##### Texto del ejercicio #####
El Espíritu condujo a Jesús al desierto donde pasó cuarenta días. El desierto es un lugar propicio para encontrarse con Dios lejos de todos los ruidos que pudieran distraernos; pero con frecuencia, ante la penuria del lugar, allí la tentación se vuelve más recia.

Viendo la fragilidad física de Jesús, provocada por el ayuno, el diablo ‒es decir, el que divide o separa‒ trató de apartar a Jesús de su refugio, del Padre. Inició su primer ataque con estas palabras: «Si eres Hijo de Dios, di a esta piedra que se convierta en pan». Jesús afrontó la tentación agarrándose fuertemente al Padre, centrándose en su Palabra. Jesús no entró en diálogo con el tentador, se limitó a citar unas palabras del libro del Deuteronomio: «Está escrito: “No solo de pan vive el hombre”». El texto del Deuteronomio continúa diciendo que el hombre vive de toda palabra que sale de la boca de Dios. En su paso por esta tierra el alimento primero de Jesús era hacer la voluntad del Padre. Sin la Palabra que viene de Dios y que alimenta nuestro espíritu nos embrutecemos, nos deshumanizamos. Los cristianos necesitamos alimentarnos cada día de esa Palabra, no solo en momentos puntuales. Solo Dios puede colmar todas nuestras hambres.
#####
• Tareas del ejercicio:
A: Responde con datos del texto sobre Jesús en el desierto:
(i) ¿Cuántos días pasó Jesús en el desierto?
(ii) ¿Qué significa la palabra «diablo», según el texto?
(iii) ¿De qué libro toma Jesús las palabras que cita al tentador?
B: Sigue escribiendo el texto sobre Jesús en el desierto a partir de su última frase.
##### Extractos de datos #####
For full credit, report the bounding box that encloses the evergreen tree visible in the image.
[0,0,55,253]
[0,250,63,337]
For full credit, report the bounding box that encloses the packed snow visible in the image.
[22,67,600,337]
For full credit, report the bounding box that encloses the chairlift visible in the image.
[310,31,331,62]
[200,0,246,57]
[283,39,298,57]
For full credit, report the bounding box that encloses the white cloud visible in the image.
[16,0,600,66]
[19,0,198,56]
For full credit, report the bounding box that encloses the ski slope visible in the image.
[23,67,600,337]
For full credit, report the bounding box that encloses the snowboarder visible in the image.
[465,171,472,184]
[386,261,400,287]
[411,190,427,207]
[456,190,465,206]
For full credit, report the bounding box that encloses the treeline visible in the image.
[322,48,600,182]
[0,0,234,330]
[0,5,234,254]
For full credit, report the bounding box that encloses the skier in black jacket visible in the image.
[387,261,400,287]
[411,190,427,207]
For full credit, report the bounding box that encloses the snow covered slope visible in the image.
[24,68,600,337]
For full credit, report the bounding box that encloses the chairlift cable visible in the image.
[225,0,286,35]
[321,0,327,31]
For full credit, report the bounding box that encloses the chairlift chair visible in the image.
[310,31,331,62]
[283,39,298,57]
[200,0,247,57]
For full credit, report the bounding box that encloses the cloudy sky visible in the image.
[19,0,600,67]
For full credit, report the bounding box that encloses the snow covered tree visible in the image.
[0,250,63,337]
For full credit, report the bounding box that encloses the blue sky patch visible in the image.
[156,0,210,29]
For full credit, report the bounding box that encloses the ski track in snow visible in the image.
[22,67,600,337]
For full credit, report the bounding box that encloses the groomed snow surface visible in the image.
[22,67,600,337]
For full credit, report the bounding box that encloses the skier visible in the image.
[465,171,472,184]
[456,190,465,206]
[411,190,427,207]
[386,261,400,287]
#####
• Respuestas:
A:
(i) Cuarenta días.
(ii) El que divide o separa.
(iii) Del libro del Deuteronomio.

B:
Mostrándole todos los reinos de la tierra, el diablo tentó a Jesús por segunda vez diciéndole: «Te daré el poder y la gloria de todo eso, porque a mí me ha sido dado, y yo lo doy a quien quiero. Si te arrodillas delante de mí, todo será tuyo». La tentación parte de una mentira, pues el tentador no es dueño de todos los reinos de la tierra. Se trata de una doble tentación, la tentación del poder que pasa por la caída en la idolatría. También esta tentación quiere apartar a Jesús del Padre enfrentándolo a Él. Jesús responde de nuevo citando el libro del Deuteronomio: «Está escrito: “Al Señor, tu Dios, adorarás y a él solo darás culto”». La idolatría fue el caballo de batalla de toda la historia de Israel, como lo sigue siendo en nuestros tiempos. El libro de los Salmos y también los profetas salieron al paso de esta tentación bien real.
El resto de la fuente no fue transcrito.